Exercise goal
Setting aside any pictures, reproduce the data exactly.

Supplied material
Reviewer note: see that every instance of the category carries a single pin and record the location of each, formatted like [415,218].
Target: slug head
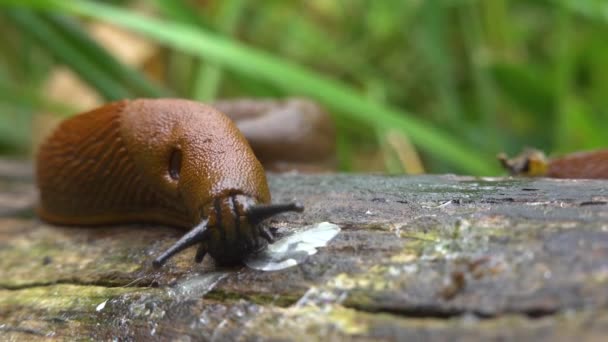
[230,231]
[190,154]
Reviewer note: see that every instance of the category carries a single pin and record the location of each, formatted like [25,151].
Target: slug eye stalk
[199,234]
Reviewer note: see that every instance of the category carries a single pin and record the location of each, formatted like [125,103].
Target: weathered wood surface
[418,258]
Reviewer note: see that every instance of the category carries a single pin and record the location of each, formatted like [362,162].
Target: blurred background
[448,82]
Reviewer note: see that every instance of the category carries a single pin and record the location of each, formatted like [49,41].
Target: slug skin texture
[112,164]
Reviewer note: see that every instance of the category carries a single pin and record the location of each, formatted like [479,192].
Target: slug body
[166,161]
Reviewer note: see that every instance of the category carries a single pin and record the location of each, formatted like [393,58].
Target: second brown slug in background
[582,165]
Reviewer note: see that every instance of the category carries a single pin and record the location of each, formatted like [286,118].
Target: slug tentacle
[191,238]
[232,229]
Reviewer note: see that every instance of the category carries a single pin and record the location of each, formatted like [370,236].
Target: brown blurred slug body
[579,165]
[167,161]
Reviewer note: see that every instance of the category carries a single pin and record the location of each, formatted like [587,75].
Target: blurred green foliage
[463,79]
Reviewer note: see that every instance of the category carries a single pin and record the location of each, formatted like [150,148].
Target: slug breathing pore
[163,161]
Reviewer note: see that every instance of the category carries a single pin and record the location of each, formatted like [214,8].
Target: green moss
[59,298]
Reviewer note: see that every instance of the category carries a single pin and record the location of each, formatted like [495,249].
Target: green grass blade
[45,34]
[293,78]
[209,75]
[105,61]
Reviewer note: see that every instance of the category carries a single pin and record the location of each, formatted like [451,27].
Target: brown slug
[164,161]
[580,165]
[286,134]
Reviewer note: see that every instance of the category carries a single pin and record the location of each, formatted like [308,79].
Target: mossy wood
[427,257]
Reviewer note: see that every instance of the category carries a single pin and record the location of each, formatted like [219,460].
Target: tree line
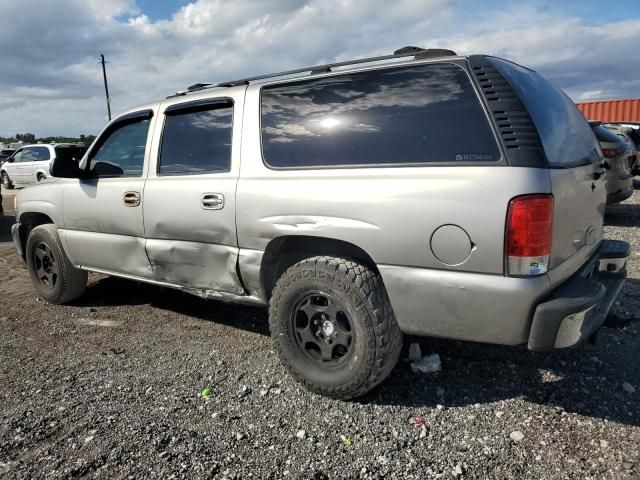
[31,138]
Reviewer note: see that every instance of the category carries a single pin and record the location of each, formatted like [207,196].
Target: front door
[40,164]
[103,228]
[189,208]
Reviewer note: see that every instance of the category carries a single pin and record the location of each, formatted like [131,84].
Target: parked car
[30,164]
[421,192]
[4,154]
[630,133]
[619,161]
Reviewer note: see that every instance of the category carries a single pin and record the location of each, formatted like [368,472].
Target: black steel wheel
[53,275]
[45,264]
[322,329]
[333,326]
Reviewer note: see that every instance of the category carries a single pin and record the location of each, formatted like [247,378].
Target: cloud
[51,82]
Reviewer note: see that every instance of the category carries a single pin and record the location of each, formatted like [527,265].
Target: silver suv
[31,163]
[421,192]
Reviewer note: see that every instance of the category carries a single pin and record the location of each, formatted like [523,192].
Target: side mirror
[65,167]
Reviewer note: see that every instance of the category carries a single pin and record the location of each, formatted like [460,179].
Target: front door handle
[212,201]
[132,199]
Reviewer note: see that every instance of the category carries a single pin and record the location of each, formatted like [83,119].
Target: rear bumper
[578,307]
[15,234]
[620,195]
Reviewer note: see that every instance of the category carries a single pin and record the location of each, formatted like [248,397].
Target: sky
[51,81]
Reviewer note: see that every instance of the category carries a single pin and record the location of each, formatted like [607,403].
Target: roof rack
[418,53]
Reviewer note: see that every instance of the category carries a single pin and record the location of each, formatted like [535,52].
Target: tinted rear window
[565,133]
[408,115]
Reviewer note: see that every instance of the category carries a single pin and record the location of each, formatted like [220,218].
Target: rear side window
[410,115]
[35,154]
[73,152]
[196,141]
[565,133]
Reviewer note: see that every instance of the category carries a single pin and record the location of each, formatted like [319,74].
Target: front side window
[405,115]
[197,141]
[17,157]
[121,153]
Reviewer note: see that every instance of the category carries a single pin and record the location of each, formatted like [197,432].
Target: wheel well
[29,221]
[283,252]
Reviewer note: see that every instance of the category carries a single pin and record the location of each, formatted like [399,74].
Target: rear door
[23,169]
[190,194]
[12,165]
[576,170]
[40,164]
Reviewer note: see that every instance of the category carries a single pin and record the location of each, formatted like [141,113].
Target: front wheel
[333,326]
[6,181]
[54,277]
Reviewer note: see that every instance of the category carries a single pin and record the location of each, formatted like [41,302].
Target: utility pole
[106,87]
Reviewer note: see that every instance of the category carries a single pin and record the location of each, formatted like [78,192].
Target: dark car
[5,153]
[631,133]
[619,159]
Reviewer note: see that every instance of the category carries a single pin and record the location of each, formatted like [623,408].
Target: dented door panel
[195,264]
[189,218]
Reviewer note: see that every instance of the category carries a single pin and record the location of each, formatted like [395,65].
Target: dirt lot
[109,387]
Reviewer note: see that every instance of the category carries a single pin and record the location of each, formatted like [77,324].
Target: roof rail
[418,53]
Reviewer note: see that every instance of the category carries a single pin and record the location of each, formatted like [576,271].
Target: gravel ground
[109,387]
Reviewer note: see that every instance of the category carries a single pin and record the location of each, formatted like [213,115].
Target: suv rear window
[407,115]
[565,133]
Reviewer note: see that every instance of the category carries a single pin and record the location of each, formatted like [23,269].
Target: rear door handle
[132,199]
[212,201]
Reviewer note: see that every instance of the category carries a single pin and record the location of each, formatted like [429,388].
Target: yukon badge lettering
[473,157]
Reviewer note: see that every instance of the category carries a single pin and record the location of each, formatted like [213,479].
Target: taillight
[528,234]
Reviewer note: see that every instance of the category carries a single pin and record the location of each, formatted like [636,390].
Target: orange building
[627,110]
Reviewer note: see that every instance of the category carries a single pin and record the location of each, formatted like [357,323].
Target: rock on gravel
[627,387]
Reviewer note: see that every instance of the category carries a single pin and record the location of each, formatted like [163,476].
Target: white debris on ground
[427,364]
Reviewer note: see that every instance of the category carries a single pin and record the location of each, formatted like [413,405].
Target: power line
[106,87]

Task answer
Reviewer note: see that every instance of the category carries a single pin and record the location of each, formatted like [415,218].
Target: slug head
[230,231]
[190,154]
Reviewer note: see that every instance of the category carries a single pin and record the location of each, formatted like [25,151].
Target: slug eye stalk
[199,234]
Reviewer note: see that every instance of the category carries a single pin and record the location of each, formatted like [125,103].
Target: weathered wood surface
[418,258]
Reviewer note: see that every instance of the category carries a single pin and record the location of each, formatted like [362,162].
Target: blurred background
[448,82]
Reviewer note: see that every instance of the category carries a single pin and record the location of each, formatted like [49,41].
Target: slug skin texture
[112,164]
Reviewer note: see that every instance of the category carries a single pin and record the location of each, formatted like [479,192].
Target: slug body
[166,161]
Reviewer note: see that every instance of the category carries a single pin and record the location of each, formatted like [393,58].
Target: second brown slug in background
[582,165]
Reviewer note: see that every instance of the category carries a single pin and record the location of each, formatted like [286,118].
Target: slug tentacle
[191,238]
[232,229]
Reviewer note: see that every instance of the category carries a single pin and record the location of each, formatted like [370,236].
Target: brown blurred slug body
[579,165]
[167,161]
Reviewer note: see that every instance of the category carries a single pin and record the location of each, formatted like [587,75].
Target: blurred green foliage
[463,79]
Reviewer note: see that every instance of the category carries a single pin and record the location of each, formatted like [150,148].
Target: slug breathing pore
[163,161]
Reviewer note: see that every instance of the category carries a single pin and record the location of each, formatted like [214,8].
Target: green moss
[59,298]
Reviewer note: see that every instance of the category carries a single pin and record the location of each, formatted like [495,249].
Target: green grass blade
[45,34]
[293,78]
[209,75]
[105,61]
Reviewer note: see that every instance of the category carries a single pin and record the location of each, formatted like [451,27].
Target: brown slug
[164,161]
[580,165]
[286,134]
Reviewer note: see that every instance of the category carries a single pin and record the location of each, formatted like [308,79].
Target: mossy wood
[427,257]
Reviewer note: see that every instance of the category carries a single pin and record the location of each, formatted like [219,460].
Target: tree line
[31,138]
Reviewer note: see that every instance of the category carries a single pin and record the location of each, formatted like [207,196].
Target: front door
[40,164]
[103,228]
[189,208]
Reviewer note: see that every instance of the category carries a single pin and record the location of each, formatted like [131,84].
Target: parked car
[30,164]
[421,192]
[4,154]
[630,133]
[619,161]
Reviewer note: see that every instance of the category carries a single pin and record the location of each, formatted like [368,472].
Target: black steel wheel
[53,275]
[45,264]
[322,329]
[333,326]
Reviewer note: see that every instance of the category carries a single pin and record the location of each, formatted like [247,378].
Target: cloud
[51,82]
Reviewer note: see that every instance of the category carries a single pin and record the location of each, formatted like [527,265].
Target: silver suv
[31,163]
[421,192]
Reviewer note: see that every instance of the category carries a single pin and record the location of each, formatted like [523,192].
Target: side mirror
[65,167]
Reviewer note: see that every instance of the category carries a single pin and record the location of each, formatted like [460,179].
Target: front door handle
[212,201]
[132,199]
Reviewer note: see that every instance of the category carries a single pin and record the location of each, formatted like [83,119].
Target: rear bumper
[578,307]
[15,234]
[620,195]
Reviewer note: see that every instance of the category carries a single pin and record the location of each, formatted like [248,397].
Target: sky
[51,81]
Reviewer note: see that every instance of the category carries a single pin and record the location of each, formatted like [607,403].
Target: roof rack
[418,53]
Reviewer note: see that every instance of the category carries a single pin and record the location of each, formatted like [535,52].
Target: tinted rear window
[565,133]
[408,115]
Reviewer note: see that every instance of the category carries a single pin and record the location of each, formatted like [220,218].
Target: rear side window
[410,115]
[35,154]
[73,152]
[196,141]
[565,133]
Reviewer note: see that every instance of the category carries a single pin and record the location of each, formatted like [319,74].
Target: front side window
[405,115]
[197,141]
[17,157]
[121,153]
Reviewer note: see that every instance of the category carries a single pin and record the location of each, formatted like [197,432].
Target: wheel well
[29,221]
[283,252]
Reviewer note: see that every instance of the category carries a single pin and record the location of each, formatted like [399,74].
Target: rear door
[23,169]
[190,194]
[12,165]
[576,170]
[40,164]
Reviewer note: see that every instance of the category carries a single pin and record the location of each, formatted like [141,113].
Target: front wheel
[333,326]
[6,181]
[54,277]
Reviewer note: see that every instance of the category carries a single pin and record the location of each, formatted like [41,302].
Target: utility pole
[106,87]
Reviewer note: see that every instance of the category carries a single pin and record the location of each, formatted like [78,192].
Target: dark car
[5,153]
[631,133]
[619,159]
Reviewer note: see that every instance of the category carries a single pin and record the location of each, formatted like [623,408].
Target: dented door panel
[195,264]
[189,218]
Reviewer note: see that every instance of the category carries a single pin and record the location of each, formatted like [395,65].
Target: dirt lot
[109,387]
Reviewer note: see that every instance of the category carries a single pin and record the location of each, formatted like [77,324].
Target: roof rail
[418,53]
Reviewer note: see that every instance of the category carries a single pin and record the location of each, formatted like [576,271].
Target: gravel ground
[109,387]
Reviewer note: see that every instance of the category carries a single pin and record the location of each, formatted like [213,115].
Target: suv rear window
[407,115]
[565,133]
Reviewer note: see that every instance of the category carries a single pin and record the location of each, formatted like [23,269].
Target: rear door handle
[132,199]
[212,201]
Reviewer note: see that every instance of the category carries a single pin and record the location of each, formatted like [429,388].
Target: yukon badge lettering
[473,157]
Reviewer note: see that every instance of the category carries a single pin and record the location of each, formatted like [213,479].
Target: taillight
[528,234]
Reviewer note: see that every instance of the category carries a single pin and record the location of each, formatted like [636,390].
Target: orange building
[627,110]
Reviewer note: see that every instance of the category carries a single pin and record the location of each, formatted like [357,323].
Target: rock on gravel
[627,387]
Reviewer note: see that every instance of the category carries a single pin and record the location of each, formatted like [163,476].
Target: white debris on ground
[427,364]
Reviewer note: see that every instance of the category carries a single pin and record the location of each, formatted like [413,405].
Target: power line
[106,87]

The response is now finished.